Ce qu'il faut faire -
1) Dans la tribune sur le tourisme positif, quel jour Neil Armstrong est-il devenu le premier homme à marcher sur la Lune ?
2) Quelles sont toutes les dates complètes (jour, mois et année) qui figurent dans la tribune sur le tourisme positif ?
3) Écrivez la suite de la tribune sur le tourisme positif, à partir de sa dernière phrase.

Extrait choisi -
● ● ● ●
Tribune de François Huet. Tourisme positif : redéfinir le sens de nos entreprises…

Publié le 29 mars 2022 à  8h30 - Dernière mise à  jour le 23 décembre 2022 à  16h11

Le discours de JFK le 12 septembre 1962 annonçant que les États-Unis se lançaient dans ce projet fou d’aller sur la Lune m’a toujours inspiré par les mots utilisés et leur force à générer de la fierté nationale, d’appartenir à quelque chose de plus grand que soi. «Nous avons choisi d’aller sur la Lune au cours de cette décennie et d’accomplir d’autres choses encore, non pas parce que c’est facile, mais justement parce que c’est difficile. Parce que cet objectif servira à organiser et à offrir le meilleur de notre énergie et de notre savoir-faire, parce que c’est le défi que nous sommes prêts à relever, celui que nous refusons de remettre à plus tard, celui que nous avons la ferme intention de remporter, tout comme les autres.». Avec ces mots, JFK avait réussi à projeter un pays, une nation dans le futur. Un futur porteur de sens qui inspire des femmes et des hommes à s’engager avec leurs talents, leurs savoir-faire autour d’un projet commun. Malgré l’assassinat de JFK 1 an plus tard, Neil Armstrong devenait, le 21 Juillet 1969, le premier homme à marcher sur la Lune. Soit 7 ans plus tard. Ils avaient réalisé l’inimaginable.

Le tourisme positif credo de Francois Huet ©DR
Le tourisme positif credo de Francois Huet ©DR

On se rend ainsi compte que ce sont avant tout des mots qui nous touchent, qui nous motivent à suivre un chemin, qui nous animent à aller au-delà de nous-même pour réaliser un projet dans lequel nous nous reconnaissons, que nous comprenons et qui fait sens.

Trop souvent dans nos activités du tourisme, la notion de sens a laissé sa place à la notion uniquement de rentabilité. La motivation est ainsi éphémère, voire vicieuse car elle incite à vouloir toujours plus. Elle est même dans certain cas contre-productive. Il suffit d’observer les difficultés de recrutement que notre secteur rencontre.
● ● ● ●
Matériel -

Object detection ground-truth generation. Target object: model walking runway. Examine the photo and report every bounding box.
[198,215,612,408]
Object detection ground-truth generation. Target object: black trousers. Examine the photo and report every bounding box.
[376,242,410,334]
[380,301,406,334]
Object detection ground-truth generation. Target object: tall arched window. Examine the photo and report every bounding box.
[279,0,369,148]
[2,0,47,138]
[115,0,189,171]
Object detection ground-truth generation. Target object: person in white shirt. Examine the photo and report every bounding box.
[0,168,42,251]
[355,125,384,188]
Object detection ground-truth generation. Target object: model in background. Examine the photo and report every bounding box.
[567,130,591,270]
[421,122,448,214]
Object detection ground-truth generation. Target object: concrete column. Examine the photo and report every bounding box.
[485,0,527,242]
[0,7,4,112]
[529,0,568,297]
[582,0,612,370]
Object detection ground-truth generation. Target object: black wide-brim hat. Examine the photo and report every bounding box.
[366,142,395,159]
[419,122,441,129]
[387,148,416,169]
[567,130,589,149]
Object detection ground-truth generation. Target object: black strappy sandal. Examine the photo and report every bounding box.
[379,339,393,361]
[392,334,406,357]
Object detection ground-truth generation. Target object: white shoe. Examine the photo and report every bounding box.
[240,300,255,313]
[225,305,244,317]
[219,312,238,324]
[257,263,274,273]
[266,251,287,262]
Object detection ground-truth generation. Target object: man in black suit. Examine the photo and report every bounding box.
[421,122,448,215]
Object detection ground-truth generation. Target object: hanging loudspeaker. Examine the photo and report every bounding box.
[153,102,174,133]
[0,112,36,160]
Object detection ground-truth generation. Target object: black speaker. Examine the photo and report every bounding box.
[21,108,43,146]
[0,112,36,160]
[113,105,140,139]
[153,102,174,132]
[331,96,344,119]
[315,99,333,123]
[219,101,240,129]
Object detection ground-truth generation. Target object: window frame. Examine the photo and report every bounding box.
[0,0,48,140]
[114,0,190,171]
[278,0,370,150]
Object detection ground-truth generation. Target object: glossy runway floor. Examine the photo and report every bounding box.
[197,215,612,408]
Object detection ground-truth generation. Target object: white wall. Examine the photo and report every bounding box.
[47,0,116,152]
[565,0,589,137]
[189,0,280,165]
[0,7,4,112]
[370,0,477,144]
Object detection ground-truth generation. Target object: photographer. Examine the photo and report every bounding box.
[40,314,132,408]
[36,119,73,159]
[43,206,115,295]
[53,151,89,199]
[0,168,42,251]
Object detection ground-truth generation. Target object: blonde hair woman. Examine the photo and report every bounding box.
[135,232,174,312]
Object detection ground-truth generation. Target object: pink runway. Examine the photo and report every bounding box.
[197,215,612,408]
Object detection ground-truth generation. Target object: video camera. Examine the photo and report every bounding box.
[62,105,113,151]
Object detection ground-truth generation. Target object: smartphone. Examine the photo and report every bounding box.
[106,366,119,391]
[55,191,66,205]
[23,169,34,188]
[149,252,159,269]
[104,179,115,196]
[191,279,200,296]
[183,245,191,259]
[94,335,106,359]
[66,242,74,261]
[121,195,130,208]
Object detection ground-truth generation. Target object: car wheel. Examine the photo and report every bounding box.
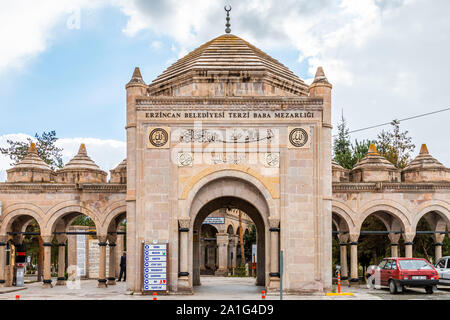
[389,280,397,294]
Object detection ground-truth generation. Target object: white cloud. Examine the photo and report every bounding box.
[0,0,450,166]
[0,133,126,181]
[150,40,163,50]
[0,0,109,73]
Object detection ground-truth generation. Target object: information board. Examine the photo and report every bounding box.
[142,243,169,294]
[203,217,225,224]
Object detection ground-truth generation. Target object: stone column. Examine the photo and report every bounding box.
[339,242,349,285]
[200,240,206,271]
[403,233,416,258]
[42,236,53,288]
[215,233,228,276]
[97,236,108,288]
[388,233,400,258]
[391,242,399,258]
[350,234,359,285]
[268,219,280,290]
[56,235,67,286]
[433,233,445,263]
[206,242,216,271]
[107,236,117,285]
[178,217,192,291]
[333,233,349,286]
[230,235,238,270]
[0,235,8,288]
[114,226,125,278]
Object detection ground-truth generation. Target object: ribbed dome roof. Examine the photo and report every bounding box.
[149,34,308,95]
[331,160,346,170]
[8,143,52,171]
[353,144,397,170]
[58,143,102,171]
[403,144,448,171]
[113,158,127,171]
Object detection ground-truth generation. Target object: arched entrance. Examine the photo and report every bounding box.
[178,172,279,288]
[193,197,266,286]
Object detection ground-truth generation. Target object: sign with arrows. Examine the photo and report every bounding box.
[142,243,169,294]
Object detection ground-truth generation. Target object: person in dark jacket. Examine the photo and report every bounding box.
[117,252,127,281]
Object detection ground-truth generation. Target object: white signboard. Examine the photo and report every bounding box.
[77,230,86,277]
[203,217,225,224]
[252,244,258,262]
[144,243,167,291]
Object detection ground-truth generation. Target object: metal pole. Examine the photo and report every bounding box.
[280,250,284,300]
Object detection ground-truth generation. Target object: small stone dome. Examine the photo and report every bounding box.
[351,144,401,182]
[109,159,127,184]
[402,144,450,182]
[56,143,108,183]
[331,160,350,182]
[6,143,55,182]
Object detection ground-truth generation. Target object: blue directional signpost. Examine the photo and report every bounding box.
[142,243,169,294]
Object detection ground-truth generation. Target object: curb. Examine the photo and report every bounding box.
[0,287,27,294]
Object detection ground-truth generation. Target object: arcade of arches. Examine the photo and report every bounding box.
[0,34,450,293]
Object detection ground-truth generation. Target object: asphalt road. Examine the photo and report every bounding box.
[0,277,450,300]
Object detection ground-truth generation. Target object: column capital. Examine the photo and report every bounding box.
[107,234,117,243]
[402,233,416,244]
[178,217,191,231]
[41,235,54,243]
[216,233,228,245]
[269,218,280,231]
[56,234,67,243]
[97,234,108,245]
[349,233,359,242]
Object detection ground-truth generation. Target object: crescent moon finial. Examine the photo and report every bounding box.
[223,5,231,33]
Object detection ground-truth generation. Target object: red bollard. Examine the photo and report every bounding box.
[338,272,341,294]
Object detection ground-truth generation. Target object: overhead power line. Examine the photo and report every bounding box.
[333,108,450,137]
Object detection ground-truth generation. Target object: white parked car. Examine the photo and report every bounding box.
[435,256,450,286]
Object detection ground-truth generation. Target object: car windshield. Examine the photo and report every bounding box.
[398,260,432,270]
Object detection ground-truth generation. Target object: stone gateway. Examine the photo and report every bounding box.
[0,29,450,296]
[126,34,332,292]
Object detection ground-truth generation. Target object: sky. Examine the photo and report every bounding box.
[0,0,450,181]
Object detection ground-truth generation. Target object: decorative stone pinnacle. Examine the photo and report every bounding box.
[223,5,231,33]
[128,67,145,84]
[132,67,142,79]
[78,143,87,155]
[419,143,429,154]
[313,67,329,83]
[367,143,379,155]
[28,142,37,154]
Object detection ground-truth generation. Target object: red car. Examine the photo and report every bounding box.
[366,258,439,294]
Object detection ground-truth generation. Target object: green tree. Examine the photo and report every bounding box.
[244,224,256,262]
[333,116,354,169]
[376,120,415,169]
[0,131,63,170]
[351,139,375,168]
[72,215,95,227]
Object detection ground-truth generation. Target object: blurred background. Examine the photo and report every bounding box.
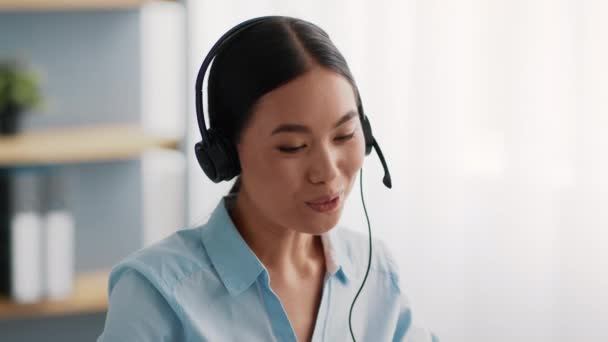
[0,0,608,342]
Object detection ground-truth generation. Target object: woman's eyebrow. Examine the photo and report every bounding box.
[270,109,357,136]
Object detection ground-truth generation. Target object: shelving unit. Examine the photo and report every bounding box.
[0,124,179,167]
[0,271,109,320]
[0,0,186,341]
[0,0,171,11]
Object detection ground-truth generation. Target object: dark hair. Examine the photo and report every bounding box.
[207,17,361,194]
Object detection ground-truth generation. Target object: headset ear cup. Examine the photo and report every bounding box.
[214,131,241,181]
[194,141,219,183]
[194,129,240,183]
[361,114,374,156]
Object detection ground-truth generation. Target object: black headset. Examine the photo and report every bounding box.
[194,16,392,188]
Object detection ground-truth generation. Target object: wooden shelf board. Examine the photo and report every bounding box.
[0,0,169,11]
[0,270,109,320]
[0,124,179,167]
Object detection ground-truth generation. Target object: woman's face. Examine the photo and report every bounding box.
[237,67,365,234]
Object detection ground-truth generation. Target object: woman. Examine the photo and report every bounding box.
[98,17,432,341]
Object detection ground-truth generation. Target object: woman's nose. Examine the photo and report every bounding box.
[308,147,338,184]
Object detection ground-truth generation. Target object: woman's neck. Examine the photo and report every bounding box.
[229,191,325,281]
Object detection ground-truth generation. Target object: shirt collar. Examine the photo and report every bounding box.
[201,195,351,296]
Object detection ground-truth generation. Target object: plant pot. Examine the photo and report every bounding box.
[0,107,21,135]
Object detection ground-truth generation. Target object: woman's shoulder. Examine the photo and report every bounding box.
[108,227,214,292]
[331,226,399,281]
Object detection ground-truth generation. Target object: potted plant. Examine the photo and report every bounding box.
[0,59,42,135]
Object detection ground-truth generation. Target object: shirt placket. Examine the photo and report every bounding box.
[261,271,297,342]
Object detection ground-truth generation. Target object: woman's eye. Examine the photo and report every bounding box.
[277,145,306,153]
[336,132,355,141]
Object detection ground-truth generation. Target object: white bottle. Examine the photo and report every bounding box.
[11,172,43,303]
[42,171,74,299]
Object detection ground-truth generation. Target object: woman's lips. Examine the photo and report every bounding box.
[306,195,341,213]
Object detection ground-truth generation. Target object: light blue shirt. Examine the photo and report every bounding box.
[97,197,437,342]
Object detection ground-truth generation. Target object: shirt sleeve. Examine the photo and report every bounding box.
[393,294,439,342]
[381,242,439,342]
[97,269,182,342]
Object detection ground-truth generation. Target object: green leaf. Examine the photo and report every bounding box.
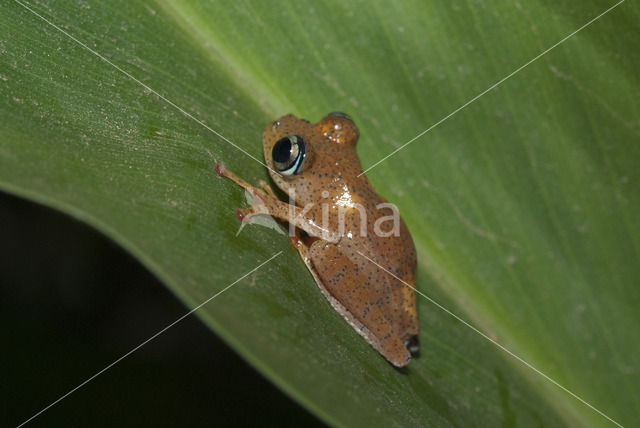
[0,0,640,426]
● ● ● ●
Réponses dans l'ordre -
1) Le 21 juillet 1969.

2)
- 29 mars 2022
- 23 décembre 2022
- 12 septembre 1962
- 21 juillet 1969

3)
De mon expérience de dirigeant, les plus belles réussites professionnelles ont été le fruit de l’assemblage de plusieurs éléments. La passion pour un sujet -une idée qui m’animait au plus profond de moi-même, un mélange d’intuition, de mon vécu et de mes observations-, qui me semblait important voir même dans certain cas non-négociable, pour permettre de se différencier par rapport à la concurrence. Cela impliquait de répondre à une question importante: Quel impact positif et durable je voulais laisser après mon passage sur le lieu et la culture qui m’accueillaient? Mon objectif était animé par de l’empathie et non par mon ego.

L’étape la plus importante a été de partager tout cela avec mes équipes afin qu’elles puissent visualiser le projet, se l’approprier et y contribuer afin qu’il soit porteur de sens pour nous tous. Une invitation à destination du collectif pour figer le projet avec des mots et lui permettre de prendre forme.

Aujourd’hui on appelle cela, dans le jargon professionnel, une raison d’être. Encore trop rare dans le monde de l’entreprise et surtout mal utilisée. Trop souvent, c’est une belle phrase sur un site Internet, avec une approche très marketing, mais qui dans le quotidien ne vit pas.

Alors comment faire pour qu’une raison d’être puisse devenir source de motivation? Qu’elle parle aussi bien au cœur, à la tête qu’aux tripes. Qu’elle nous anime, nous guide dans nos décisions au quotidien ? Cela demande de l’humilité, de la sincérité, avec soi et les parties prenantes, de la transparence, un réel engagement de la part du leader, du dirigeant.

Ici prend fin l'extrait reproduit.